* _DOCUMENT TEXT_:
Why is the customs agent asking what I do for a living?

I once had an . . . interesting time coming back from Tijuana with a couple of buddies. E. was a naturalized American citizen. He’d entered the US when he was 2 as a refugee and election for citizenship when he turned 18 was a no-brainer since for all intents and purposes he was an American anyway. As a citizen, he’s got no green card, no papers showing residence status, nothing other than the kind of ID anyone would have normally; i.e.: a student ID and a driver’s license.

The border official stopped us and asked us a question or two. I was asked where I was born and where I lived. E. got the same questions, and he answered truthfully.

“Where were you born?”
“El Salvador.”
“Where do you live?”
“Now, San Diego, but I’m from L.A.”
“Would you step over to the counter there, please.”

My other friend and I were not allowed to stay with him and had to cross over to the other side of the border.

Thirty minutes later, E. finally rejoined us. He was pissed off and humiliated, and I didn’t blame him. I would have felt the same if I’d had to go through that. He was asked for a passport, which of course he didn’t have. US citizens don’t need passports to cross to Mexico or Canada. His license wasn’t a “valid ID” as far as they were concerned, he didn’t have any other citizenship papers since all that stuff becomes invalid when you become a citizen. In short there was nothing that they would accept as proof that he belonged in the US, even though he had every legal right as a citizen to cross. I’m not sure that the border agent’s suggestion of carrying a passport would have helped him very much since that might have aroused even more suspicion. It’s ironic that telling the truth got him much more attention than lying and saying something like, “L.A.” would have.

Why? I can see how passport-less travel between the US and Mexico would be a useful convenience for people who don’t have passports and don’t want to pony up the fee, but I can’t imagine why anybody who did have a passport would choose to make the crossing without it. (I certainly wouldn’t dream of doing so, and I’m as American-looking as you get.)

He didn’t have a passport. He’d never applied for one since he’d never traveled anyplace that would require one. Out of dozens of friends and acquaintences I have never met anyone who carried a passport on a trip to Tijuana. Feel free to carry your passport there if you want to. There’s a better than average chance of being pickpocketed though, so be careful about it; US passports are valuable.

I’ve gotten the impression that there is quite a bit of profiling that goes on at US customs desks. It seems that students are high on the list of “the usual suspects”.

My sister, her husband and I once made a trip to Tanzania, followed by a weeks stay in Amsterdam. We were all in our early to mid 20s, and we all got a good bit of grilling before being let back into the states. My impression at the time was that 3 20 somethings, with that itinerary, were seens as having a good chance of smuggling something (this was pre 9/11).

My parents, who have been making that same trip for 15 years plus, never get that much hassle. But then again, they are in their 60s.

I once made the mistake of flying to Heathrow with no checked luggage (long before 9/11/01, BTW). I was grilled, grilled, grilled, then my passport was taken away, stuck all over with mysterious stickers, my camping gear diassembled (including the agent looking inside my tent poles), and placed in an isolated waiting area with, shall I say, others of a darker persuasion. Which just proved to me that Jews aren’t really white, but that’s another story. I’m doing some backpack travel in Europe later this year, but I’ll be checking a bag with a couple of guidebooks in it for the sole purpose of not appearing to be under-laden.

* _PROVIDED INFORMATION_:

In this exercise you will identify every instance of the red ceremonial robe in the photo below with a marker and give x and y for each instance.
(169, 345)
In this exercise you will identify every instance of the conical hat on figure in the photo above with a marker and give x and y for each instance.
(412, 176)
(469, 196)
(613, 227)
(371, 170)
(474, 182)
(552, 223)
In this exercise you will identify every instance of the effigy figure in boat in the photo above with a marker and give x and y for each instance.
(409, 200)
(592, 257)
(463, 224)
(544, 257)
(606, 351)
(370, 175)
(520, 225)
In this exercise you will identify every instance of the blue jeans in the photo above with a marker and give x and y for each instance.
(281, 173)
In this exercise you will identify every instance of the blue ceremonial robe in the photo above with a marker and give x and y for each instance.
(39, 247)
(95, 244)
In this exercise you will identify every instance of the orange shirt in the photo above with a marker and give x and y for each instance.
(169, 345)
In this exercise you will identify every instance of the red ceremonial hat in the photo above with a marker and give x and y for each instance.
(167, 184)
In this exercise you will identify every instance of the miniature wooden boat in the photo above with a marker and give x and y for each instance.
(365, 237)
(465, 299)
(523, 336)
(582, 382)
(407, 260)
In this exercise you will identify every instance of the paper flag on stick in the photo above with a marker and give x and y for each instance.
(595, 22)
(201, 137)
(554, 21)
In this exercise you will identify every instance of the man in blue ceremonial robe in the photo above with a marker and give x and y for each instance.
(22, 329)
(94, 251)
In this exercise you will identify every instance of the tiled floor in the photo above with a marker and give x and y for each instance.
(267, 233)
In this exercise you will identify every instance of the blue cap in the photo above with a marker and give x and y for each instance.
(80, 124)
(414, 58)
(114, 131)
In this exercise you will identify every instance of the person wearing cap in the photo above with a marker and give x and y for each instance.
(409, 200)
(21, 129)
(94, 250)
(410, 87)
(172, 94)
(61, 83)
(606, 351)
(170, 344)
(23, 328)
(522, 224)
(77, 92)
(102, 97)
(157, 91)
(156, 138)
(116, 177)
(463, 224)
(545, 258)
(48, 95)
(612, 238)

* _REQUIREMENTS_:
Reproduce verbatim the stretch of the customs discussion from "I once made the" through "to be under-laden.".

* _EXERCISE OUTPUT_:
I once made the mistake of flying to Heathrow with no checked luggage (long before 9/11/01, BTW). I was grilled, grilled, grilled, then my passport was taken away, stuck all over with mysterious stickers, my camping gear diassembled (including the agent looking inside my tent poles), and placed in an isolated waiting area with, shall I say, others of a darker persuasion. Which just proved to me that Jews aren’t really white, but that’s another story. I’m doing some backpack travel in Europe later this year, but I’ll be checking a bag with a couple of guidebooks in it for the sole purpose of not appearing to be under-laden.